Extract every line of the rows below that contains the string "spoke". Matching is case-sensitive.
● ● ● ●
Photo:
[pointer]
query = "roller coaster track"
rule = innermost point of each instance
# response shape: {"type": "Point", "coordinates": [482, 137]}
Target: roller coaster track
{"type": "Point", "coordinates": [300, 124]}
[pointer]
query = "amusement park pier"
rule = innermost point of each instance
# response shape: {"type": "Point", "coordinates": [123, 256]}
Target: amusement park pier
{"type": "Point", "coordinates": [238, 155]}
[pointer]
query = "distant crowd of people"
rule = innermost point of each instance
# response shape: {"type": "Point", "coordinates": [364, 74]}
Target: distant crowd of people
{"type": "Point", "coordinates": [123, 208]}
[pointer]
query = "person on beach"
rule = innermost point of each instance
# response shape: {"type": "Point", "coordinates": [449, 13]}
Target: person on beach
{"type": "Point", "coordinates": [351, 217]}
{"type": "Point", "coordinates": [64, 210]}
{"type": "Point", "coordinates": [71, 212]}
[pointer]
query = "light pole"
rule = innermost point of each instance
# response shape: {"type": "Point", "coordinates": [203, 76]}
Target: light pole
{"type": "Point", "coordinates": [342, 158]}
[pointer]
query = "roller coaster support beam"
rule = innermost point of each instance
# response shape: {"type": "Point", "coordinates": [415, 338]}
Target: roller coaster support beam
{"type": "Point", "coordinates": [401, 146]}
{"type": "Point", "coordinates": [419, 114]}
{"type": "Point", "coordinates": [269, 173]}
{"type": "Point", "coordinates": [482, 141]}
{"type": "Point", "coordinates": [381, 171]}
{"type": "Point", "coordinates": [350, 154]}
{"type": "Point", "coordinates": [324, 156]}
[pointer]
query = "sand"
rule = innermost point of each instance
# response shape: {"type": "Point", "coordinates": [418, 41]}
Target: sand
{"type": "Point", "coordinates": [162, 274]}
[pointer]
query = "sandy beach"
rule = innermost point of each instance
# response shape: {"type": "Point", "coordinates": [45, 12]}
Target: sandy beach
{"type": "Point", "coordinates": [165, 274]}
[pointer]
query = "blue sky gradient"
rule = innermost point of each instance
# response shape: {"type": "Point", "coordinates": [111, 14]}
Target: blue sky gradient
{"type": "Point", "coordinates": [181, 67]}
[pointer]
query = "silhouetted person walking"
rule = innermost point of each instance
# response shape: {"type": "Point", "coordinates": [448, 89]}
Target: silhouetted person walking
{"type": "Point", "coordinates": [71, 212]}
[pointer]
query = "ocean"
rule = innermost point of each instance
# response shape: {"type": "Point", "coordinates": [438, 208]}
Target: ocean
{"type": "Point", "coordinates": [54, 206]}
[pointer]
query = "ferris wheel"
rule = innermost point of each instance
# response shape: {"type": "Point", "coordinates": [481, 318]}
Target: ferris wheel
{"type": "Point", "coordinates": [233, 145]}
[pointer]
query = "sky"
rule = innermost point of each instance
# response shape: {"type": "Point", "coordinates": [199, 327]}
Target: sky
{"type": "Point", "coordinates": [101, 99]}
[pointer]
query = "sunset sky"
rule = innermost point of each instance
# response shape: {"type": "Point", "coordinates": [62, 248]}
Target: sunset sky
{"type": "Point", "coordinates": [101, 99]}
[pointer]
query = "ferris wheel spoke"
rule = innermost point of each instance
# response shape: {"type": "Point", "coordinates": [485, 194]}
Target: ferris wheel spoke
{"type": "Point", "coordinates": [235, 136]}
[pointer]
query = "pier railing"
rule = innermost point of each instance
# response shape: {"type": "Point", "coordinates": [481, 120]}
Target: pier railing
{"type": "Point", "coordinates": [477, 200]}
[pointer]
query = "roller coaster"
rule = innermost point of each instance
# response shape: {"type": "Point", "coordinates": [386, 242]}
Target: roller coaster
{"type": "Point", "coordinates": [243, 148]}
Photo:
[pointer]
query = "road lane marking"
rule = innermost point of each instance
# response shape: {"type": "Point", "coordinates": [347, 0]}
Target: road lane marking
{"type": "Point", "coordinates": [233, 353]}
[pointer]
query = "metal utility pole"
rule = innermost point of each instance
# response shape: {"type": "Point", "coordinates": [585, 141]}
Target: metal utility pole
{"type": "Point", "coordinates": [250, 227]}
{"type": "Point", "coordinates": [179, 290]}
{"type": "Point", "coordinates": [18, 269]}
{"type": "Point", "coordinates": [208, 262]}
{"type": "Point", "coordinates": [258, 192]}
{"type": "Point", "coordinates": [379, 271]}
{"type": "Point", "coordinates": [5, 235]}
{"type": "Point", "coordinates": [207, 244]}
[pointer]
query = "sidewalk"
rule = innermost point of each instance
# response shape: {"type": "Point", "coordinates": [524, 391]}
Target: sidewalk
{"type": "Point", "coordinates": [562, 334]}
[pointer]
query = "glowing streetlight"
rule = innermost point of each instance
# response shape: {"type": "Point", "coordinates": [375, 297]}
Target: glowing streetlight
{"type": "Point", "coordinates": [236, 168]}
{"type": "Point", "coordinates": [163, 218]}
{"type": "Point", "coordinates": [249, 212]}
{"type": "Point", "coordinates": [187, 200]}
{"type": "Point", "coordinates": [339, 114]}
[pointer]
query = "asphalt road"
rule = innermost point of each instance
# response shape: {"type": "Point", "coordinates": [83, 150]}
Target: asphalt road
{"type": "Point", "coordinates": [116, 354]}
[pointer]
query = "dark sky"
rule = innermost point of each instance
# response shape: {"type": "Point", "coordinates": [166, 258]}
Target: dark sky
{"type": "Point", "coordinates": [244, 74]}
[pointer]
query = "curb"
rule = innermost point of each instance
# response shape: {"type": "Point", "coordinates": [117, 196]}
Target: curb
● ● ● ●
Task answer:
query = "ferris wheel spoke"
Target: ferris wheel spoke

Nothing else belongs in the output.